● What you are asked to do: Output only the lines from the one containing "Localize the pavement." through the one containing "0;0;680;640", changing each "Localize" to "Locate" and leaving everything else unchanged.

----- Provided information -----

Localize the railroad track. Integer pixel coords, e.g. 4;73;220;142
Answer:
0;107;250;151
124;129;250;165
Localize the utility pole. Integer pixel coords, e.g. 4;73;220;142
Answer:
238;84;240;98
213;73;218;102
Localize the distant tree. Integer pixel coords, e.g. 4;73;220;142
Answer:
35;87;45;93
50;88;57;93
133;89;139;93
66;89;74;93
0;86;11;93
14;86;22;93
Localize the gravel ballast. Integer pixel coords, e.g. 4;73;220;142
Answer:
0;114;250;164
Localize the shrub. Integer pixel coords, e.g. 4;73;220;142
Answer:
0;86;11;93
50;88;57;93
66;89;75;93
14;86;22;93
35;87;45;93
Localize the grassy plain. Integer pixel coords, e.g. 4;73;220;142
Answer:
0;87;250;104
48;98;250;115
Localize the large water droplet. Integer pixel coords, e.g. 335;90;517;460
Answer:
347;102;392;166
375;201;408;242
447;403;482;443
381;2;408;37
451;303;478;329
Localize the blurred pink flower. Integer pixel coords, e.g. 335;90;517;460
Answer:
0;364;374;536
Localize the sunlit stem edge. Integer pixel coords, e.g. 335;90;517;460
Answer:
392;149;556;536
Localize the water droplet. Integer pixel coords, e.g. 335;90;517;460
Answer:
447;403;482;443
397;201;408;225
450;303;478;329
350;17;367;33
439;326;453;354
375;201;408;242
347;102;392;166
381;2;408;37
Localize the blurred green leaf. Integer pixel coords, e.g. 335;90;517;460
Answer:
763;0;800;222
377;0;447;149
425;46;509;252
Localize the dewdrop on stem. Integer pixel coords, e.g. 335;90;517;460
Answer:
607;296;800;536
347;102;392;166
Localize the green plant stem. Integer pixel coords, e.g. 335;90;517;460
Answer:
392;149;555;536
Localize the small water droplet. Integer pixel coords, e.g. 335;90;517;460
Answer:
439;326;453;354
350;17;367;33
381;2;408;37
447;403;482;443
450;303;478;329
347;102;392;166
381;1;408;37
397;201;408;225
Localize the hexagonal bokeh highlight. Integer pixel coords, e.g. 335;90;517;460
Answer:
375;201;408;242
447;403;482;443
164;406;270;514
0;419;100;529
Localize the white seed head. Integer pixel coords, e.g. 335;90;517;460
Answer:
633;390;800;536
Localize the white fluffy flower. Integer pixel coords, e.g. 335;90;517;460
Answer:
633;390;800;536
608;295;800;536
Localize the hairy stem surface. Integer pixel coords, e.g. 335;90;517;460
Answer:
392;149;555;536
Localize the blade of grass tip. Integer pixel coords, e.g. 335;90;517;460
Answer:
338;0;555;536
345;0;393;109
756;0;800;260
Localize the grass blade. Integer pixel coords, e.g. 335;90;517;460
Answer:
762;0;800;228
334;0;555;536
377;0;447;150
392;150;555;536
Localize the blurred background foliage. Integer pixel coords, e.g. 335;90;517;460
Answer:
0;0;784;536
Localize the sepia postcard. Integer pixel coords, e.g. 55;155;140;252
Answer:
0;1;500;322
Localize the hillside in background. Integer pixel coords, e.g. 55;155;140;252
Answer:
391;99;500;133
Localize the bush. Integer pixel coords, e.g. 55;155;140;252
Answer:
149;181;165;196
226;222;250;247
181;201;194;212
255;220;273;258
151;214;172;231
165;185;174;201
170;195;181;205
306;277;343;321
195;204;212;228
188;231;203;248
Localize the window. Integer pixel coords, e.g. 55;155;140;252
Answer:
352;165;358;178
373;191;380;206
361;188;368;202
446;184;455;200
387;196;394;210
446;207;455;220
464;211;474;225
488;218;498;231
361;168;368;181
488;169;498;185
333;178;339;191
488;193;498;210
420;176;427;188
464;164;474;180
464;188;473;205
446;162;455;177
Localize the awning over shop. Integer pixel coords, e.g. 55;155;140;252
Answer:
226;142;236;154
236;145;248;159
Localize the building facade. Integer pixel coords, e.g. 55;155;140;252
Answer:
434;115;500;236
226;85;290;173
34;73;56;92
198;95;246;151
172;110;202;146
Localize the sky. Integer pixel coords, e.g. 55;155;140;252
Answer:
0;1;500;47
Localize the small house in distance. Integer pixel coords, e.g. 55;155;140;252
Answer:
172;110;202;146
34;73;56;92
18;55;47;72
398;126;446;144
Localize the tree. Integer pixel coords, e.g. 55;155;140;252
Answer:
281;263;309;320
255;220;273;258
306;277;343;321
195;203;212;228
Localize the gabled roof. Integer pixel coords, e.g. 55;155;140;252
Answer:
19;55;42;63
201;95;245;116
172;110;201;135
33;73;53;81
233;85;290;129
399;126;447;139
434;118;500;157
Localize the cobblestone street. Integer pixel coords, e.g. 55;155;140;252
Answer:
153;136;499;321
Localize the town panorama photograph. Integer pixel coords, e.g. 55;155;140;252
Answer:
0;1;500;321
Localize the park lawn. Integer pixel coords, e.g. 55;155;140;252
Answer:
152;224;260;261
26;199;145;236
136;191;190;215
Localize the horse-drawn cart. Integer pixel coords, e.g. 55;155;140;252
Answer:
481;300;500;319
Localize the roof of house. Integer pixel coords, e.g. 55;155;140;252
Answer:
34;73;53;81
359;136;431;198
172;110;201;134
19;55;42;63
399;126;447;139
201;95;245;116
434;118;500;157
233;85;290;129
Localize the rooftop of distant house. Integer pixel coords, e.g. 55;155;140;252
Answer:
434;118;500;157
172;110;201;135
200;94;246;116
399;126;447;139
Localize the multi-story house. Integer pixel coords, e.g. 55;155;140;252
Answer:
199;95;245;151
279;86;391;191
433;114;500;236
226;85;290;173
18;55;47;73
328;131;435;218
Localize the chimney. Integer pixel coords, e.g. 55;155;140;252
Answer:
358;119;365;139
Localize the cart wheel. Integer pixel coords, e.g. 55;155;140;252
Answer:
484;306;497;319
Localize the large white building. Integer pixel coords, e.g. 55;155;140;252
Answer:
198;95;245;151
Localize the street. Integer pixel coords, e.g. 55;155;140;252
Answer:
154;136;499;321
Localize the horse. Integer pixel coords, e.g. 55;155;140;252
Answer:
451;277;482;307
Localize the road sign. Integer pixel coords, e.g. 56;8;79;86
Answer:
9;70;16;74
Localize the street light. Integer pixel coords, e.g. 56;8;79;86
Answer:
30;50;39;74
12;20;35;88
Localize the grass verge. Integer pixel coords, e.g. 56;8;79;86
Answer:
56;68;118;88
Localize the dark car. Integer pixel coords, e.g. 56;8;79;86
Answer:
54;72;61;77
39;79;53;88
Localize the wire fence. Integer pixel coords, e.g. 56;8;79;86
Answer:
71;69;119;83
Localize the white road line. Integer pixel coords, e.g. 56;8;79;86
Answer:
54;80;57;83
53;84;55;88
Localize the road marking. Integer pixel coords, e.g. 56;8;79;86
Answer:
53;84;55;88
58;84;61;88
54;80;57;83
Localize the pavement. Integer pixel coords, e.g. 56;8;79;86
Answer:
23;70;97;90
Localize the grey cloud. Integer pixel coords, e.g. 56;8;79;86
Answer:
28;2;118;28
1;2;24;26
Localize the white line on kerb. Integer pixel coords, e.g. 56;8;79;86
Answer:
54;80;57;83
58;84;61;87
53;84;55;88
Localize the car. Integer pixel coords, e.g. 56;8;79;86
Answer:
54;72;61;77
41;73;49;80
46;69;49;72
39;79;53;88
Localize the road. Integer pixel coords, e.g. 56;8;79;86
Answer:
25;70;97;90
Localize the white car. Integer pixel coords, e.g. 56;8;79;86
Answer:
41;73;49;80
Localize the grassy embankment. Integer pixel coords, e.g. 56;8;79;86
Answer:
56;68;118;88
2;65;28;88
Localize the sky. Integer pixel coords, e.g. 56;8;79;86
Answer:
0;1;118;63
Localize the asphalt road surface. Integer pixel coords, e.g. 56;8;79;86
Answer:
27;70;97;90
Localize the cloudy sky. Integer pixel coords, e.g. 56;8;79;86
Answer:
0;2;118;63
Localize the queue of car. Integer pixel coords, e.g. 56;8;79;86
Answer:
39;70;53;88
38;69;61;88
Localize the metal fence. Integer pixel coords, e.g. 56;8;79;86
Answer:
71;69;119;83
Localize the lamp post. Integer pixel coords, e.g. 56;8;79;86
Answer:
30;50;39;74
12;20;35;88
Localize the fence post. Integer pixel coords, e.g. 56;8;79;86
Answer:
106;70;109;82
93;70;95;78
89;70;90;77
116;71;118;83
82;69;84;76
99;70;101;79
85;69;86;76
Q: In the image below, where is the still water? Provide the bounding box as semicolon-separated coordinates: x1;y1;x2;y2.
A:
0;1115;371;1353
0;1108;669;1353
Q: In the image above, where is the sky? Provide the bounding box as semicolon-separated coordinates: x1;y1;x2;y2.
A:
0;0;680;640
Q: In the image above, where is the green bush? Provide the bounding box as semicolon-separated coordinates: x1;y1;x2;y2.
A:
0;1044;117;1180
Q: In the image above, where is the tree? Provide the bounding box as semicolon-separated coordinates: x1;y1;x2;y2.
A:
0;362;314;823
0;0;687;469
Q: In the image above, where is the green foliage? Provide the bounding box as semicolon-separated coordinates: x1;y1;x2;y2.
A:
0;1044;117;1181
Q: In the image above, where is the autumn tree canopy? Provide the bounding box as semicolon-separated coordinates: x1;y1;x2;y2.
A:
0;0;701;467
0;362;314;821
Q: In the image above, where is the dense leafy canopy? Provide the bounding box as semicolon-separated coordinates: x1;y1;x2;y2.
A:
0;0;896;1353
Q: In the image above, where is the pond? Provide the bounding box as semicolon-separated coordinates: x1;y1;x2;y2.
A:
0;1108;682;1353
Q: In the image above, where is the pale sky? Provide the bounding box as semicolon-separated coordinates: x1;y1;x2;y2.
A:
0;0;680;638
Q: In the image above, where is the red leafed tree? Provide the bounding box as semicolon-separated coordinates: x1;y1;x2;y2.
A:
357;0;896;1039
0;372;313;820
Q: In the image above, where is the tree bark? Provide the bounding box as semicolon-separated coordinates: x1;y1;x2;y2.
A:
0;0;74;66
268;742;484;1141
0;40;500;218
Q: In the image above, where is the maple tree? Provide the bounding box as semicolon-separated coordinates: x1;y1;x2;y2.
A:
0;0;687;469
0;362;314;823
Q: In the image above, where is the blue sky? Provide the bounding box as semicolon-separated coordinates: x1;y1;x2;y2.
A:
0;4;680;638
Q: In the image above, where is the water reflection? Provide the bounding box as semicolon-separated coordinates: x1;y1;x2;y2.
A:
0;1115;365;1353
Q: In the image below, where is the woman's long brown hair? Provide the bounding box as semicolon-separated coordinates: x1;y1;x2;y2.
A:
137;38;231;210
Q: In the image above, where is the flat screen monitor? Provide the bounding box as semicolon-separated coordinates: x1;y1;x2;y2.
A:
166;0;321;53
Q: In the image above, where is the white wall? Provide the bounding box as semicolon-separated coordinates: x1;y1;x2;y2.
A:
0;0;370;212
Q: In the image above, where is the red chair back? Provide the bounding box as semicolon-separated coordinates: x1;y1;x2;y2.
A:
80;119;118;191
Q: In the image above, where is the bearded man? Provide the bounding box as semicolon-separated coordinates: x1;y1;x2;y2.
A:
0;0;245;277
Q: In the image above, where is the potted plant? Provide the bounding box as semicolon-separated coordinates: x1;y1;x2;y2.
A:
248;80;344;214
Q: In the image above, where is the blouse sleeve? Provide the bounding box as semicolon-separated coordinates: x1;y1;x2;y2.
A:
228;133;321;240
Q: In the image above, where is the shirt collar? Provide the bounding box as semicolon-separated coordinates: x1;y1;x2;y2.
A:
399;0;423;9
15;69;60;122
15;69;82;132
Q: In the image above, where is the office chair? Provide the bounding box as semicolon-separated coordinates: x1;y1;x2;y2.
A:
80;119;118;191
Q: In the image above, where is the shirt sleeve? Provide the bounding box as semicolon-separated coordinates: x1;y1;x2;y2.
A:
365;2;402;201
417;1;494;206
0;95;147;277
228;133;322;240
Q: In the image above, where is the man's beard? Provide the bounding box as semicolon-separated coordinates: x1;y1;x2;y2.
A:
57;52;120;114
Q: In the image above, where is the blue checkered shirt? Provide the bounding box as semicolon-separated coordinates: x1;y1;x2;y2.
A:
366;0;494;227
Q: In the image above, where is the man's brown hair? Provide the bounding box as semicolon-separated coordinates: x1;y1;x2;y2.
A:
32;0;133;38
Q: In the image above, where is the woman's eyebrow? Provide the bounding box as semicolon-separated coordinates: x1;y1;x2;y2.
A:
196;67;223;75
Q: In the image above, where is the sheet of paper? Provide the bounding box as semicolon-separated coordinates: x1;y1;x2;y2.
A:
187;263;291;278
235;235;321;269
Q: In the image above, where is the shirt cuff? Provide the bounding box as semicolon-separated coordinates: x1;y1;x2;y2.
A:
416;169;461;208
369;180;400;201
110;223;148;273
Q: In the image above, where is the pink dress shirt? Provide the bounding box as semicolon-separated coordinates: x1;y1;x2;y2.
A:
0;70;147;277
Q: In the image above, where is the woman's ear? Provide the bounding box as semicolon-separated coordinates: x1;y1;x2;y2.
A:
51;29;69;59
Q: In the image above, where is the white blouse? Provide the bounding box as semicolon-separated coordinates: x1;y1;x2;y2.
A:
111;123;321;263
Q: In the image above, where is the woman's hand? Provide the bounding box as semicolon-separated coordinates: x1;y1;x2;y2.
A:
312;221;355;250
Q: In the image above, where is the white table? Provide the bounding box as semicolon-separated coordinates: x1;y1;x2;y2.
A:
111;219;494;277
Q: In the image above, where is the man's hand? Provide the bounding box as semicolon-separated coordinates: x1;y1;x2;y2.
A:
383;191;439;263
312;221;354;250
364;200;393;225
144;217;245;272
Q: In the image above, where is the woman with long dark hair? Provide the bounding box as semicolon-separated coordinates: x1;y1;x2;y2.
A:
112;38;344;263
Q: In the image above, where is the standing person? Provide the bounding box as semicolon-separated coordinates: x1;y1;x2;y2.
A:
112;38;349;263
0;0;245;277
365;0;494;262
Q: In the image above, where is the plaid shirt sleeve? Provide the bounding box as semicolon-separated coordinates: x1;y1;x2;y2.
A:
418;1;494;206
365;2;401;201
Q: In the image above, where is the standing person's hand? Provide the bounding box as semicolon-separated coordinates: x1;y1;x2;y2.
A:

-----

● The result:
Locate the pavement. Integer pixel coords, e.g. 56;8;79;86
Answer:
23;70;97;90
Locate the grey cloud. Integer pixel coords, e.g. 56;8;79;86
Answer:
28;2;118;28
1;2;24;26
Locate the white line on kerb. Integer pixel coords, e.g. 56;8;79;86
Answer:
54;80;57;83
58;84;61;87
53;84;55;88
Locate the car. Integer pixel coords, e.g. 56;8;79;86
Answer:
54;72;61;77
41;73;49;80
46;69;49;72
39;79;53;88
Locate the road. Integer pixel coords, e.g. 56;8;79;86
Answer:
25;70;97;90
Locate the white car. Integer pixel coords, e.g. 56;8;79;86
Answer:
41;73;49;80
Locate the grassy embankment. Integer pixel coords, e.g. 56;8;79;86
Answer:
56;68;118;88
2;65;28;88
Locate the sky. Integer pixel coords, e.g. 56;8;79;86
Answer:
0;1;118;63
Locate the asphalt road surface. Integer pixel coords, e.g. 56;8;79;86
Answer:
27;70;97;90
Locate the cloudy sky. Integer pixel coords, e.g. 56;8;79;86
Answer:
0;2;118;63
Locate the queue of car. Integer pixel coords, e.g. 56;8;79;86
Answer:
39;70;53;88
38;69;61;88
Locate the metal fence. Integer pixel coords, e.g. 56;8;79;86
Answer:
71;69;119;83
Locate the lamp post. Integer pixel coords, e.g. 56;8;79;86
Answer:
30;50;39;74
12;20;35;88
Locate the fence post. Integer pixel coords, e.g. 56;8;79;86
Answer:
106;70;109;82
93;70;95;78
89;70;90;77
116;71;118;83
82;69;84;76
99;70;101;79
85;69;86;76
Q: In the image below, where is the still water? Provide the bounding box as semicolon-separated coordinates: x1;y1;x2;y2.
A:
0;1115;371;1353
0;1108;669;1353
Q: In the image above, where is the sky? Provide the bounding box as semicolon-separated coordinates: x1;y1;x2;y2.
A:
0;0;680;640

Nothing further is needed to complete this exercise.